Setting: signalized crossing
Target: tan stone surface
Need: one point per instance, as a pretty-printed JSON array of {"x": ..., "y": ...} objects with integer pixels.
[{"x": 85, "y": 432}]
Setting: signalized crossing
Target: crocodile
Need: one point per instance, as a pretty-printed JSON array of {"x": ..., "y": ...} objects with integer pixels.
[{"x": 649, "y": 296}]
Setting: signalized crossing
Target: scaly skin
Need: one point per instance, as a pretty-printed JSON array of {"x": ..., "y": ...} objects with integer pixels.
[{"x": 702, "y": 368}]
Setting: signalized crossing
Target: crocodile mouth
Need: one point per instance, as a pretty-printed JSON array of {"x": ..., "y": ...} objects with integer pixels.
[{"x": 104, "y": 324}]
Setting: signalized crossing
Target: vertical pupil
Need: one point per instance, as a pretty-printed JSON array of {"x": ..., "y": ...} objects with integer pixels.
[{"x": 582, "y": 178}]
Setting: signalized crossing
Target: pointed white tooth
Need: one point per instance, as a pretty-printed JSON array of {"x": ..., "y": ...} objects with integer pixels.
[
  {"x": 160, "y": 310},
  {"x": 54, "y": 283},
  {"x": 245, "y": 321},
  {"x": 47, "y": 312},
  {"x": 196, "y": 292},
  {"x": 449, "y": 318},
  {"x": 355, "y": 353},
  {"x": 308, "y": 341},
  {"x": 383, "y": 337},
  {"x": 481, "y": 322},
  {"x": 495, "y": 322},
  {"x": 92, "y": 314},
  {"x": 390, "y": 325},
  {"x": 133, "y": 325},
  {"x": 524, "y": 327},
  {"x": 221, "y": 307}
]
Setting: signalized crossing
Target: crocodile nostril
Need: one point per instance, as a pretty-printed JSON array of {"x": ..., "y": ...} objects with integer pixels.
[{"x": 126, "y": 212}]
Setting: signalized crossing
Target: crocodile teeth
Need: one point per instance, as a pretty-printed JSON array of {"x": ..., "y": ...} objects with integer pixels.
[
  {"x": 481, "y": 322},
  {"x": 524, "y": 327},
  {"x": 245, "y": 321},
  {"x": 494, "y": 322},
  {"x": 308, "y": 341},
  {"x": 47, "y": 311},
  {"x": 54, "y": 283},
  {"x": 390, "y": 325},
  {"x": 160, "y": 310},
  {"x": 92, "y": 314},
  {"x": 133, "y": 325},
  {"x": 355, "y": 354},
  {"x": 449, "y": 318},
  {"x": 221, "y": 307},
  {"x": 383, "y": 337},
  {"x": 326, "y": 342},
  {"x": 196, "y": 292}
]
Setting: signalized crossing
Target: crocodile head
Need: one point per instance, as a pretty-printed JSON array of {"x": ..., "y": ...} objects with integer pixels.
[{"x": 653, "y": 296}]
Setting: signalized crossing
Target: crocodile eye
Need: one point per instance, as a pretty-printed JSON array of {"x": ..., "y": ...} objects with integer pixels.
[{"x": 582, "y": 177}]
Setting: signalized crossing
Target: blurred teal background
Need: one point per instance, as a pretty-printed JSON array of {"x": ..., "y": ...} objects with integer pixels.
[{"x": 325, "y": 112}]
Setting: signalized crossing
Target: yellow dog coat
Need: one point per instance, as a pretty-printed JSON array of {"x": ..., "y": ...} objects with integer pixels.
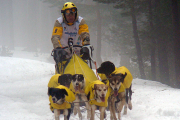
== == ==
Find every line in the rows above that contains the word "Target", matching case exactly, and copy each of those lines in full.

* _The output_
Target: tan stone surface
Target: crocodile
Target: scaly skin
Target: crocodile mouth
Target: vertical pupil
Target: pointed white tooth
Target: crocodile nostril
Target: crocodile teeth
Target: crocodile head
Target: crocodile eye
Target: blurred teal background
Target: yellow dog coat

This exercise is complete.